(Supplied material):
=======
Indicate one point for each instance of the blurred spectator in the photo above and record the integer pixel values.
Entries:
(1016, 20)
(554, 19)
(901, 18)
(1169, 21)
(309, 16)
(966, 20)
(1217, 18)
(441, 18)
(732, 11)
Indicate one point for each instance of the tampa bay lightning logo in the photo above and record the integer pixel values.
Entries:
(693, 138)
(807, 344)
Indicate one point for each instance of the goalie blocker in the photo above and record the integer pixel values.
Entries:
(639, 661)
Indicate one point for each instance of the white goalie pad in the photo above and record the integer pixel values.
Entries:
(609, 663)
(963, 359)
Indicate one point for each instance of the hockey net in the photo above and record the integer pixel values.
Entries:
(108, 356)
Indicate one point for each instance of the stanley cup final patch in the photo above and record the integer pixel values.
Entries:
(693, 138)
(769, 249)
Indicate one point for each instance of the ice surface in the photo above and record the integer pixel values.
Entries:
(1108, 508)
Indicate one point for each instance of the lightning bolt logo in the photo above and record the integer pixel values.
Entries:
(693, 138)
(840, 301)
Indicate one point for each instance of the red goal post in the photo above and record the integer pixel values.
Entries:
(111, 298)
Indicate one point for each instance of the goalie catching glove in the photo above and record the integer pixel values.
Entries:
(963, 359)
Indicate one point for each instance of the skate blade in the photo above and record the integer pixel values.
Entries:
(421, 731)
=======
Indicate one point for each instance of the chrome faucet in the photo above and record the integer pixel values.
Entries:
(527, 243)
=======
(Work to complete): In the material above, find each line that has the string "lightning" and return it.

(Result for this exercise):
Indicate one point for each instance of the tampa bay lightning logo in the photo above and record the integer pixel values.
Indicate one point for each instance of the lightning bolt logo in the photo above and record the integer pixel values.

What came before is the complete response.